PROMPT:
Render the part of the rows that opens with the line containing "pin: the blue" and runs to the end of the rows as a Markdown table with two columns, No. and Line, one numbered line per table row. Omit blank lines.

____________

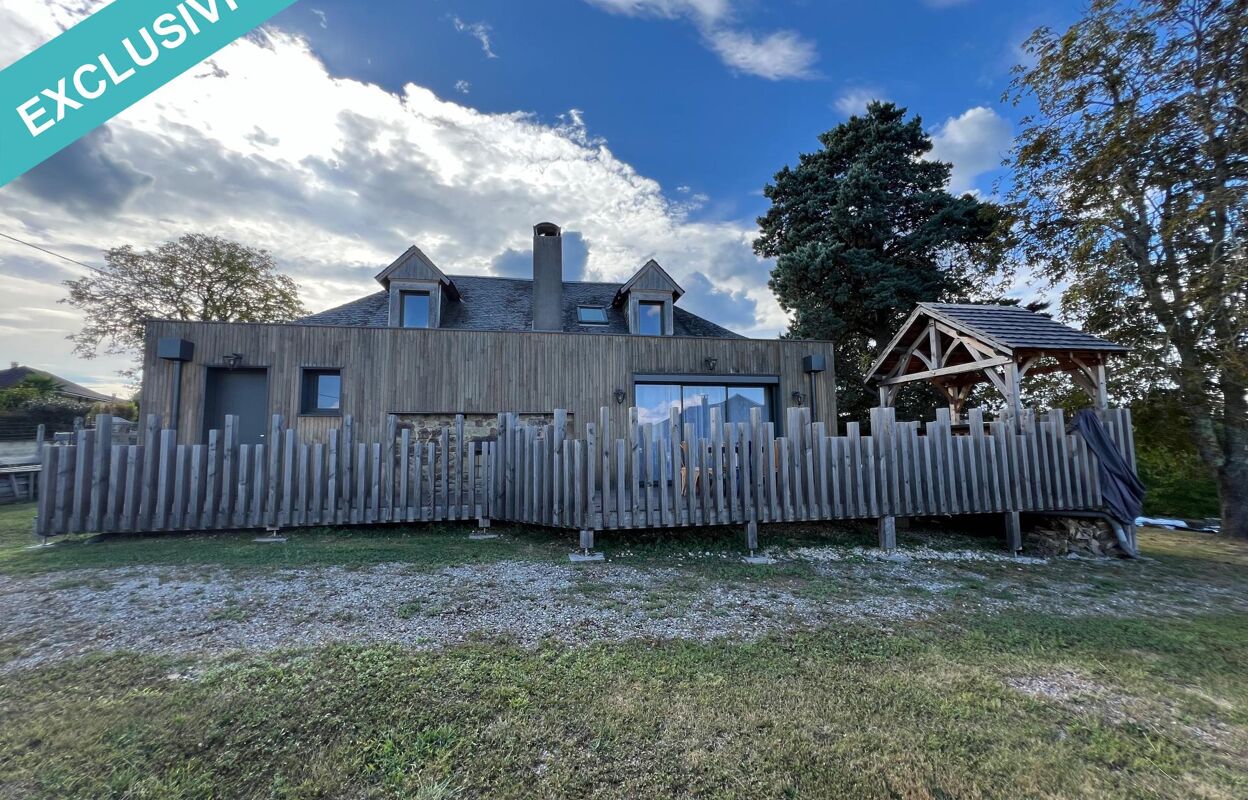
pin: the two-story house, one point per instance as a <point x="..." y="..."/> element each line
<point x="429" y="345"/>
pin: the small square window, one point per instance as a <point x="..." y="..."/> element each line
<point x="590" y="315"/>
<point x="414" y="310"/>
<point x="322" y="392"/>
<point x="649" y="317"/>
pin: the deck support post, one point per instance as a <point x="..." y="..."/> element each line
<point x="1014" y="532"/>
<point x="587" y="548"/>
<point x="889" y="533"/>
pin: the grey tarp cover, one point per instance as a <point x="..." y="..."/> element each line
<point x="1120" y="486"/>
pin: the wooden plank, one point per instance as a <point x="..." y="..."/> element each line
<point x="241" y="487"/>
<point x="81" y="481"/>
<point x="100" y="459"/>
<point x="785" y="478"/>
<point x="604" y="439"/>
<point x="457" y="489"/>
<point x="444" y="471"/>
<point x="300" y="516"/>
<point x="316" y="512"/>
<point x="261" y="491"/>
<point x="675" y="504"/>
<point x="115" y="488"/>
<point x="177" y="514"/>
<point x="376" y="504"/>
<point x="164" y="498"/>
<point x="271" y="514"/>
<point x="404" y="467"/>
<point x="229" y="467"/>
<point x="212" y="482"/>
<point x="134" y="486"/>
<point x="690" y="487"/>
<point x="45" y="521"/>
<point x="360" y="498"/>
<point x="579" y="514"/>
<point x="634" y="481"/>
<point x="64" y="492"/>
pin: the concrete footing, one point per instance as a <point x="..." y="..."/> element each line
<point x="889" y="533"/>
<point x="587" y="549"/>
<point x="1014" y="532"/>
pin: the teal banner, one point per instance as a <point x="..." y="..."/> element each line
<point x="105" y="64"/>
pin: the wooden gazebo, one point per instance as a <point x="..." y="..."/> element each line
<point x="957" y="346"/>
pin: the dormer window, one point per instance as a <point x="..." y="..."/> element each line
<point x="648" y="298"/>
<point x="414" y="310"/>
<point x="649" y="317"/>
<point x="592" y="315"/>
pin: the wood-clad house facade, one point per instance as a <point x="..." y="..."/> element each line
<point x="431" y="346"/>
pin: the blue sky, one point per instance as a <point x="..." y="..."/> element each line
<point x="665" y="101"/>
<point x="345" y="131"/>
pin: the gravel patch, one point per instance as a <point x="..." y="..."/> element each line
<point x="209" y="610"/>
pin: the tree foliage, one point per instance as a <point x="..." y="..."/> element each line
<point x="1131" y="182"/>
<point x="864" y="229"/>
<point x="194" y="277"/>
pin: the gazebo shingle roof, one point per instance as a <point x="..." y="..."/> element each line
<point x="1014" y="327"/>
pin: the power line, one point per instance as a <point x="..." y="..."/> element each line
<point x="44" y="250"/>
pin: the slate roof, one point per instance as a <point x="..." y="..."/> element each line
<point x="14" y="376"/>
<point x="494" y="303"/>
<point x="1017" y="328"/>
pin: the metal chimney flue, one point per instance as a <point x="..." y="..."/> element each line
<point x="547" y="277"/>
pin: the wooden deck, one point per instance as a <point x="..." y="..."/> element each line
<point x="654" y="476"/>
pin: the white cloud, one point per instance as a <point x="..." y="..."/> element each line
<point x="336" y="189"/>
<point x="854" y="100"/>
<point x="776" y="55"/>
<point x="703" y="10"/>
<point x="974" y="142"/>
<point x="477" y="30"/>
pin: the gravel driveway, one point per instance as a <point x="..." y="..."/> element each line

____________

OUTPUT FOR THIS TASK:
| No. | Line |
|---|---|
| 1 | pin: the blue sky, one point per instance as a <point x="..." y="..."/> element each line |
| 2 | <point x="665" y="101"/> |
| 3 | <point x="345" y="131"/> |
| 4 | pin: the gravel patch, one point per instance as a <point x="..." y="..."/> element each line |
| 5 | <point x="209" y="610"/> |
| 6 | pin: the tree foliage, one point per instance as a <point x="..." y="..."/> element each line |
| 7 | <point x="1131" y="182"/> |
| 8 | <point x="864" y="229"/> |
| 9 | <point x="194" y="277"/> |
| 10 | pin: the gazebo shingle roof, one point per instance as a <point x="..." y="..."/> element each line |
| 11 | <point x="1014" y="327"/> |
| 12 | pin: the power line, one point per instance as a <point x="..." y="..."/> element each line |
| 13 | <point x="44" y="250"/> |
| 14 | pin: the slate roof, one point per instance as a <point x="..." y="..."/> element each line |
| 15 | <point x="14" y="376"/> |
| 16 | <point x="494" y="303"/> |
| 17 | <point x="1017" y="328"/> |
| 18 | pin: the metal chimney flue, one point per instance as a <point x="..." y="..."/> element each line |
| 19 | <point x="547" y="277"/> |
| 20 | pin: the wooden deck, one point per instance as a <point x="..." y="..."/> element each line |
| 21 | <point x="654" y="476"/> |
| 22 | pin: the white cloud, one point per instance as a <point x="..." y="..."/> element each line |
| 23 | <point x="336" y="189"/> |
| 24 | <point x="854" y="100"/> |
| 25 | <point x="776" y="55"/> |
| 26 | <point x="703" y="10"/> |
| 27 | <point x="974" y="142"/> |
| 28 | <point x="477" y="30"/> |
| 29 | pin: the gravel driveway, one point per instance as a <point x="..." y="..."/> element each line |